*** Recorded information ***

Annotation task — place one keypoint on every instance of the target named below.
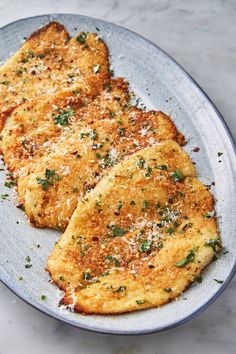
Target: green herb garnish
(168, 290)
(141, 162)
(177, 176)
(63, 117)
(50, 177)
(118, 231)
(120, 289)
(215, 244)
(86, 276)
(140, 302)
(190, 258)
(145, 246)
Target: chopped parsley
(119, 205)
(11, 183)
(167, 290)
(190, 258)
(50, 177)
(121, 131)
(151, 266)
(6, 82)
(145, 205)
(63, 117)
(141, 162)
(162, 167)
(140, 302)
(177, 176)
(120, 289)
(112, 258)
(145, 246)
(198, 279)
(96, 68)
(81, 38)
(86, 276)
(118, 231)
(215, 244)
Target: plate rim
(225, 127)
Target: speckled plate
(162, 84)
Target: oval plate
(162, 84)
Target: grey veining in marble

*** End of Recorded information ***
*** Recorded information ***

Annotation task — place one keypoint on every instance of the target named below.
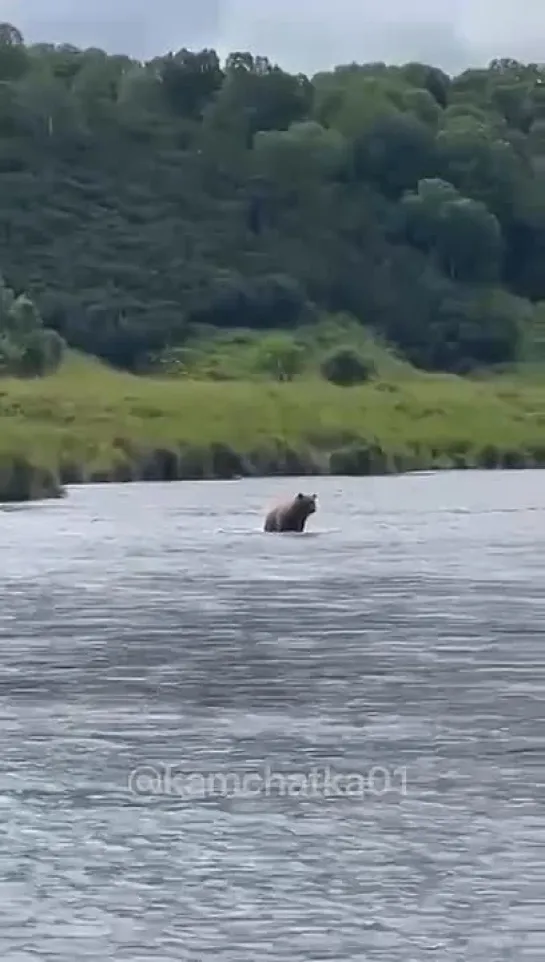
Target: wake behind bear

*** End of Recorded information ***
*** Recorded information ***

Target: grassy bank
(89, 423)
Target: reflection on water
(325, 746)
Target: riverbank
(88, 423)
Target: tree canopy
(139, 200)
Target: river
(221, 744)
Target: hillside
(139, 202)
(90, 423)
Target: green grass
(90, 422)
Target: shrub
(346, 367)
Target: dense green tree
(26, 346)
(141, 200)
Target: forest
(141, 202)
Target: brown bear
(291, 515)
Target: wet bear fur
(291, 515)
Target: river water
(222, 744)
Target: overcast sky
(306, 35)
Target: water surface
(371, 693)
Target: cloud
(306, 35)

*** End of Recorded information ***

* Work to complete *
Look through the material above and print exactly the lines from the one containing "Target: oval plate" to the one containing "Target: grey veining in marble", both included, and nothing more.

* Task solution *
Target: oval plate
(162, 84)
Target: grey veining in marble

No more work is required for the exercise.